**Written problem A:**
Answer these questions from the text on drones in the Russia-Ukraine war:
(i) Into which year of open conflict is the war said to be dragging?
(ii) In the conflict in which region did the U.S. often rely on drone attacks?
(iii) What has the conflict inevitably led to for either side?

------------------------------

Russia’s unlawful invasion of Ukraine came as a surprise for many, as it has pursued its geopolitical ambitions through violence and bloodshed, and in clear violation of international law.

As the Russia-Ukraine war drags into its second year of open conflict, we now know more about both sides’ military capabilities and willingness to engage in a new era of tech-facilitated combat.

While the world has previously observed drones conducting operations in battlefields, most notably in conflict in the Middle East where the U.S. often relied upon drone attacks, we have never seen open conflict between nations use drones so widely as part of their military strategies. This conflict has inevitably led to a ‘testing ground’ for either side to develop and deploy new drone armaments to fight in wars which more readily utilise technology.

------------------------------

**Written problem B:** Copy the entries word for word, starting with the line that contains "sand in the image above." and going on through the line that contains "50 27 56 33", both included.

Stored records
------------------------------

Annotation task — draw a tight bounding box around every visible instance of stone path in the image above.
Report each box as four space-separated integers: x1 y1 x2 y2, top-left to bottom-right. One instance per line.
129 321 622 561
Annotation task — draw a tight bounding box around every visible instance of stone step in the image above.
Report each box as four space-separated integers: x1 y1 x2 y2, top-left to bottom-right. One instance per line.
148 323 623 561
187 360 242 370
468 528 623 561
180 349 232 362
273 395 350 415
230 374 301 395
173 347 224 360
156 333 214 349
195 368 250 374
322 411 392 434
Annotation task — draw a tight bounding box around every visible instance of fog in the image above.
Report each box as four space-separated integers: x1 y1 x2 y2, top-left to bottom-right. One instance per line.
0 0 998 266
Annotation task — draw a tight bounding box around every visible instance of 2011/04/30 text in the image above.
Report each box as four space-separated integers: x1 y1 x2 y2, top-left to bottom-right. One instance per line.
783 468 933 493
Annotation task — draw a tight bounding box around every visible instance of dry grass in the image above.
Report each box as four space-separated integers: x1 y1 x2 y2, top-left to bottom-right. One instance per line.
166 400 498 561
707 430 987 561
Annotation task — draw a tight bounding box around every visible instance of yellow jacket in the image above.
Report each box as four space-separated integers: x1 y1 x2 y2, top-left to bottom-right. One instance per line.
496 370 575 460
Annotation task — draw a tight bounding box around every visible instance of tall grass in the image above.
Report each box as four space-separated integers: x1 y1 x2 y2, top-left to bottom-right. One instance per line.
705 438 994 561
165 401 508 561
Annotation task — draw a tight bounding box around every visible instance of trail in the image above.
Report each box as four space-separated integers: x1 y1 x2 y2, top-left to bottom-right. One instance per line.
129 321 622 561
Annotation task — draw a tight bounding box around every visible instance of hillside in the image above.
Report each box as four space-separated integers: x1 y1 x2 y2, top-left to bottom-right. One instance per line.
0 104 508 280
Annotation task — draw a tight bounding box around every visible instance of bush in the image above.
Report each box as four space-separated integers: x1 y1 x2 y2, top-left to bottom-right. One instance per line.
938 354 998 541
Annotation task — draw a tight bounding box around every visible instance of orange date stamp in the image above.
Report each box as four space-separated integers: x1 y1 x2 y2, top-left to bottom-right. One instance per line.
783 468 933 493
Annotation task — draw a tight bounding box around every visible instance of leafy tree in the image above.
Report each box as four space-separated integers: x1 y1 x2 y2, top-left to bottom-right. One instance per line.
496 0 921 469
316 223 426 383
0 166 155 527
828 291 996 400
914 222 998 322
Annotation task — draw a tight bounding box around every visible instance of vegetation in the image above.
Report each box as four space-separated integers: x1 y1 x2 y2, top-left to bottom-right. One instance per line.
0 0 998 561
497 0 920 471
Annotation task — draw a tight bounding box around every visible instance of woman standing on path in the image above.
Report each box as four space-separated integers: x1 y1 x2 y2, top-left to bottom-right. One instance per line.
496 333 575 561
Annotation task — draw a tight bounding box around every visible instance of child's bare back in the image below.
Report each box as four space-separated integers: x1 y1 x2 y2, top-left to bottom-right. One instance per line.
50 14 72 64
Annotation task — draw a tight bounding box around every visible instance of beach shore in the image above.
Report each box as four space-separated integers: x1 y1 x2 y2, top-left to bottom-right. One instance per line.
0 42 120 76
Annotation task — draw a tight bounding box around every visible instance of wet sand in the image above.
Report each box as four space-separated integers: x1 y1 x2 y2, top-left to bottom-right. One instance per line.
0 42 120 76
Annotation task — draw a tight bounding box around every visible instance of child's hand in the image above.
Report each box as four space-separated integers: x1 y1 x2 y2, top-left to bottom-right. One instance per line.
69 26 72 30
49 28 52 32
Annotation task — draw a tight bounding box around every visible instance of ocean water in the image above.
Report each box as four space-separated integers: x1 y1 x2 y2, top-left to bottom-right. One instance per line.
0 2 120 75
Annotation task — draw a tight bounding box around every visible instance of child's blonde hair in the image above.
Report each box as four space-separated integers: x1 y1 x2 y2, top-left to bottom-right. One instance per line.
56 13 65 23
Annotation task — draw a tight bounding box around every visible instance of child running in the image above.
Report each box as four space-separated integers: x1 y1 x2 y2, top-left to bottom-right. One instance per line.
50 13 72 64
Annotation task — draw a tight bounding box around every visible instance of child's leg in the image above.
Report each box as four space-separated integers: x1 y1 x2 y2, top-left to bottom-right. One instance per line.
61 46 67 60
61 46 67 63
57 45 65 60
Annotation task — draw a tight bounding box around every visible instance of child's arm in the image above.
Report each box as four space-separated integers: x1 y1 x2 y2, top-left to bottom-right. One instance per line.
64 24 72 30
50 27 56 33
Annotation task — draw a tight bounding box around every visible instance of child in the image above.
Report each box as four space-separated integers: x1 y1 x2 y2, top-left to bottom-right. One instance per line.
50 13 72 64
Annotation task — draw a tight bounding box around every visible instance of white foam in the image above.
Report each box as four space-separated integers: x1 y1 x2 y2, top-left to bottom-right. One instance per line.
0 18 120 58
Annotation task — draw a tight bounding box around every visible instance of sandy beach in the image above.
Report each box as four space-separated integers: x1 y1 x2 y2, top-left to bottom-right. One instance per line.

------------------------------

**Task answer A:**
(i) Its second year.
(ii) The Middle East.
(iii) A "testing ground" for developing and deploying new drone armaments.

**Task answer B:**
Annotation task — draw a tight bounding box around every visible instance of wet sand in the image above.
Report each box as four space-separated integers: x1 y1 x2 y2, top-left to bottom-right. One instance per line.
0 42 120 76
Annotation task — draw a tight bounding box around every visible instance of child's hand in the image above.
Report each box as four space-separated integers: x1 y1 x2 y2, top-left to bottom-right. One instance per line.
69 26 72 30
49 28 52 32
Annotation task — draw a tight bounding box around every visible instance of ocean water in the image above.
Report each box as four space-separated integers: x1 y1 x2 y2, top-left to bottom-right. One instance per line.
0 2 120 75
Annotation task — draw a tight bounding box around every visible instance of child's blonde hair in the image above.
Report each box as four space-separated integers: x1 y1 x2 y2, top-left to bottom-right. One instance per line.
56 13 65 23
Annotation task — draw a tight bounding box around every visible instance of child running in the image above.
Report each box as four space-separated integers: x1 y1 x2 y2, top-left to bottom-right. One instance per line.
50 13 72 64
Annotation task — draw a tight bounding box around every visible instance of child's leg in the image above.
Report each box as four space-separated integers: x1 y1 x2 y2, top-left to bottom-right. One instance per line.
61 46 67 60
61 46 67 63
57 45 65 60
Annotation task — draw a tight bounding box around every visible instance of child's arm in the image above.
Report each box as four space-separated integers: x1 y1 x2 y2, top-left to bottom-right. One instance per line.
64 24 72 30
50 27 56 33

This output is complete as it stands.